» **Listed entries**
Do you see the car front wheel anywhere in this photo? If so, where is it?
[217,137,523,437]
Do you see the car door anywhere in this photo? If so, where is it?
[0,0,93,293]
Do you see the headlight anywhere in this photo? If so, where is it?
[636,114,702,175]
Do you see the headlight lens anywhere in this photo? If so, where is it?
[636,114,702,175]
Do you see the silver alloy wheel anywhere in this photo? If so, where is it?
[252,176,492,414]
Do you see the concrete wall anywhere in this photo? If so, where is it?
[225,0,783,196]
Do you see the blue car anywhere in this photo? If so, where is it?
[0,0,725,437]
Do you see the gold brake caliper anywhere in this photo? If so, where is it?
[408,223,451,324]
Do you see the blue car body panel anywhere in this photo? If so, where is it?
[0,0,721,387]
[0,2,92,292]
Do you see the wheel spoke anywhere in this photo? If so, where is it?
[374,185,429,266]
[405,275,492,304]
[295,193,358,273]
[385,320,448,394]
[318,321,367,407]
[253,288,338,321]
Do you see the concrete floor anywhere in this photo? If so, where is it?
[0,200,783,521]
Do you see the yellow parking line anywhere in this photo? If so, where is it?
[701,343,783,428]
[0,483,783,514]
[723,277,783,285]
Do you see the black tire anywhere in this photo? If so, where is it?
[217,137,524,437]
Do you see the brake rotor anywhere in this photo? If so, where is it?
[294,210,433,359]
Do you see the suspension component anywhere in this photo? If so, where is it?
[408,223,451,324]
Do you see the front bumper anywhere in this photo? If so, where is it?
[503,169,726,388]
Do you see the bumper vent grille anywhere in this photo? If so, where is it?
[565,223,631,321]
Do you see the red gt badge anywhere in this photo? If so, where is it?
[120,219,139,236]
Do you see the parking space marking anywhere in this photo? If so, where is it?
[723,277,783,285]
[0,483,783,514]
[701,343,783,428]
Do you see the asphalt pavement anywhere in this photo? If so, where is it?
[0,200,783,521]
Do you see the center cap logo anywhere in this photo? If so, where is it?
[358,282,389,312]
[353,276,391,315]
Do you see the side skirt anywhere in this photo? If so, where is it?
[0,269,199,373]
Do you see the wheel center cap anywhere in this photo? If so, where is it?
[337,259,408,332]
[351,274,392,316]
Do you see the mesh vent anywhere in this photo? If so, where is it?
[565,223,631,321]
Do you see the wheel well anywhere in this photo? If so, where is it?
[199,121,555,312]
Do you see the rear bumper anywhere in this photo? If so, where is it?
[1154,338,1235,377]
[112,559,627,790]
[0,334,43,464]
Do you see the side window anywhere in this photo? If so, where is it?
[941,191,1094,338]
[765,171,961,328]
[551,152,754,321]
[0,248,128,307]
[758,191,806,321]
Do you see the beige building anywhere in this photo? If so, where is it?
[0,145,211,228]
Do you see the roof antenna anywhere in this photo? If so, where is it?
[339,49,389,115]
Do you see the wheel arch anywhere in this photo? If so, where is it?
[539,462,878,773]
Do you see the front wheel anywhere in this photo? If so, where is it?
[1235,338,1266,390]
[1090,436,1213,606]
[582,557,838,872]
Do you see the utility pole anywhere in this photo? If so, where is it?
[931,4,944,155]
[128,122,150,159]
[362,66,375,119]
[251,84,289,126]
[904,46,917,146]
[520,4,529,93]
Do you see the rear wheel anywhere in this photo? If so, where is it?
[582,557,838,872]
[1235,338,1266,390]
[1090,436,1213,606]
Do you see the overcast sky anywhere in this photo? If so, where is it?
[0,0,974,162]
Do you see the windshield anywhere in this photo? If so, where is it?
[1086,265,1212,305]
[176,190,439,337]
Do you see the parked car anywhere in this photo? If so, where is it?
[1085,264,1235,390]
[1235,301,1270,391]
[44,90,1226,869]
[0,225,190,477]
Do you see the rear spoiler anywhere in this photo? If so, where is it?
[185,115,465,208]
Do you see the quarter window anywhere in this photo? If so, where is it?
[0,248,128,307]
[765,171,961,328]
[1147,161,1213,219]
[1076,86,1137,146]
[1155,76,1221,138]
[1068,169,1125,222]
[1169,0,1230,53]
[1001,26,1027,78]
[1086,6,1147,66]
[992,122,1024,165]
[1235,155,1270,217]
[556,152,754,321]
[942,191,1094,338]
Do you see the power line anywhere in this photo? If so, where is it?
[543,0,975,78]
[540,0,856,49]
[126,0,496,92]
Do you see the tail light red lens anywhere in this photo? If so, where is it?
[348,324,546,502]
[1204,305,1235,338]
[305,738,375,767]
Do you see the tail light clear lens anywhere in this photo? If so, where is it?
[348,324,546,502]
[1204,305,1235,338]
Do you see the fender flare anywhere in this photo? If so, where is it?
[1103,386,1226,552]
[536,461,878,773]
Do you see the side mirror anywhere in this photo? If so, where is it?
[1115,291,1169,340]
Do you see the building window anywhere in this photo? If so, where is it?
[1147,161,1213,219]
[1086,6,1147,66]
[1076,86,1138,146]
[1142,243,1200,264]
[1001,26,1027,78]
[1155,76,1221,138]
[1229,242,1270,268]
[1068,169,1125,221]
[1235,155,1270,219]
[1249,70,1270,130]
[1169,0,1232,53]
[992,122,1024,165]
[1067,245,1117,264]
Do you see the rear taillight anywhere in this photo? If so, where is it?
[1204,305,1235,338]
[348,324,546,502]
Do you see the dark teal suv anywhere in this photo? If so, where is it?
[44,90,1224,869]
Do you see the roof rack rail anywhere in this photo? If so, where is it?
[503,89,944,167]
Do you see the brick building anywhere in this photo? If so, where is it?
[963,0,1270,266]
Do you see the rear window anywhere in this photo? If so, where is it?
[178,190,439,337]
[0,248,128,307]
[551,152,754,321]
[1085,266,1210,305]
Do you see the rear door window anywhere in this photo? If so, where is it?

» **Task instructions**
Reproduce every entry above verbatim, line for line, without any changes.

» **Task answer**
Do you see the car front wheel anywhere in this photo? If so, where is it?
[217,137,523,437]
Do you see the car door anywhere in this photo? If so, where is it?
[0,0,93,293]
Do you see the headlight anywhere in this photo? If so, where is it?
[636,114,702,175]
Do you see the headlight lens anywhere in this photo? If so, where is it?
[636,114,702,175]
Do you see the silver alloy wheel anywhere in this photo? If so, where is it?
[252,176,492,414]
Do you see the concrete wall anywhere in this photo? If so, where is it?
[225,0,783,196]
Do you see the blue car anywhere in this photo? If so, where is it?
[0,0,725,437]
Do you see the gold brake caliper anywhere in this photo? If so, where is it?
[408,223,451,324]
Do you see the blue car body panel anywhere in this photo? If so, where is it?
[0,0,721,387]
[0,2,92,292]
Do you see the wheel spoke anywhere in this photo? If so, where is it?
[374,185,429,266]
[405,275,492,304]
[295,193,358,273]
[385,320,448,394]
[318,321,367,407]
[253,288,338,321]
Do you see the concrete floor anywhere in this photo? If so, where is it?
[0,200,783,521]
Do you see the yellow parking line anywhere in this photo? If so, where is it?
[701,343,783,428]
[0,483,783,514]
[723,277,783,285]
Do you see the black tire anywhere in this photo? If so, where is it?
[217,137,524,437]
Do you see the brake rotor anywhere in this photo? If so, where is it?
[294,210,433,359]
Do you see the suspension component anywhere in this photo? If so, where is it?
[408,223,451,324]
Do you see the front bumper anywhere in this photo? If so, where is it?
[503,169,726,388]
Do you see the bumper vent grille anywhere in this photo? If so, where is it?
[565,223,631,321]
Do you see the red gt badge anywhere in this photo? If so, where is it?
[120,219,139,236]
Do you see the parking space marking anywhere in this photo? If so, where is it?
[723,277,783,285]
[0,483,783,514]
[701,343,783,428]
Do you see the asphalt pavement anywhere in this photo? If so, where is it?
[0,200,783,521]
Do you see the center cap logo anywhere in this photo? If so, where is it?
[358,282,389,312]
[353,276,391,315]
Do you see the side skirt anywhere in this photo? If so, where is it?
[0,269,199,373]
Do you see the wheel center cap anywhere in this photo? If so, where is it?
[337,259,408,332]
[351,274,392,316]
Do you see the mesh vent anywhere in this photo? If so, where is it?
[565,223,631,321]
Do you see the wheel well anywhere in this photo? If so, where is it?
[199,121,555,312]
Do you see the rear bumper anywhere in this photo? If so, where is it?
[1154,338,1235,377]
[112,559,627,790]
[0,334,43,464]
Do you see the side window anywhere in this photo? If so, where is it?
[941,191,1094,338]
[765,171,961,328]
[551,152,754,321]
[0,248,128,307]
[758,191,806,321]
Do you see the beige building anywhere in this photo? If so, where is it?
[0,145,211,228]
Do you see the roof antenna anywhere in this photo? If so, where is it?
[339,49,389,115]
Do you see the wheel arch anywhere in this photo? If so, where is it?
[539,462,878,773]
Do you see the front wheel anywhere in this photo? If so, where is it?
[1235,338,1266,390]
[1090,436,1213,606]
[582,557,838,872]
Do you see the utility pole anywhere in this photo? If so, where is it?
[931,4,944,155]
[128,122,150,159]
[362,66,375,119]
[251,84,289,126]
[904,46,917,146]
[520,4,529,93]
Do you see the rear wheel anywhere in this photo? If so, where is it?
[582,557,838,872]
[1235,338,1266,390]
[1090,436,1213,606]
Do you see the overcast sky anywhere in this photo? If so, where is it?
[0,0,974,162]
Do you see the windshield anywhere in this photo? If so, where is it?
[1086,265,1212,305]
[176,190,439,337]
Do you see the parked car anywhere in this photo? If so, where is it?
[1085,264,1235,390]
[1235,301,1270,391]
[44,90,1226,869]
[0,225,190,477]
Do you see the rear spoiler anywhere in this photo? If so, where is it?
[185,115,465,208]
Do you see the quarter window anywhere in this photo? If so, where is it?
[0,248,128,307]
[765,171,961,328]
[1147,161,1213,219]
[1076,86,1137,146]
[1155,76,1221,138]
[1068,169,1125,222]
[1169,0,1230,53]
[1001,26,1027,78]
[1086,6,1147,66]
[992,122,1024,165]
[1235,155,1270,217]
[556,152,754,321]
[942,191,1094,338]
Do you see the power line anywhere in this photo? If so, where is it?
[543,0,975,78]
[540,0,856,49]
[126,0,496,92]
Do you see the tail light red lens anywhere in this photo? If so, where is it?
[348,324,546,502]
[1204,305,1235,338]
[305,738,375,767]
Do you see the tail light clear lens anywhere in this photo? If so, where is it?
[348,324,546,502]
[1204,305,1235,338]
Do you see the fender flare anywhere in this photo? If so, where is it?
[1103,386,1226,552]
[536,461,878,773]
Do you see the side mirror anywhere in this photo? If so, where is it?
[1115,291,1169,340]
Do you see the building window anywhere in this photo? If so, where is it?
[1147,161,1213,219]
[1086,6,1147,66]
[1076,86,1138,146]
[1142,243,1200,264]
[1001,26,1027,78]
[1155,76,1221,138]
[1229,242,1270,268]
[1068,169,1125,221]
[1235,155,1270,219]
[1249,70,1270,130]
[1169,0,1232,53]
[992,122,1024,165]
[1067,245,1117,264]
Do you see the rear taillight anywhere in this photo? If so, where is it?
[1204,305,1235,338]
[348,324,546,502]
Do you see the dark teal suv anywhere in this photo? If so, where is it?
[44,90,1224,869]
Do you see the roof rack rail anywhere in this photo? If so, where is it?
[503,89,944,167]
Do you see the brick building anywhere in this photo? If so, where is it?
[963,0,1270,266]
Do you see the rear window anywhere in this photo? If so, where is it?
[178,190,439,337]
[0,248,128,307]
[551,152,754,321]
[1085,266,1210,305]
Do you see the rear door window anywhere in this photo? If so, where is it?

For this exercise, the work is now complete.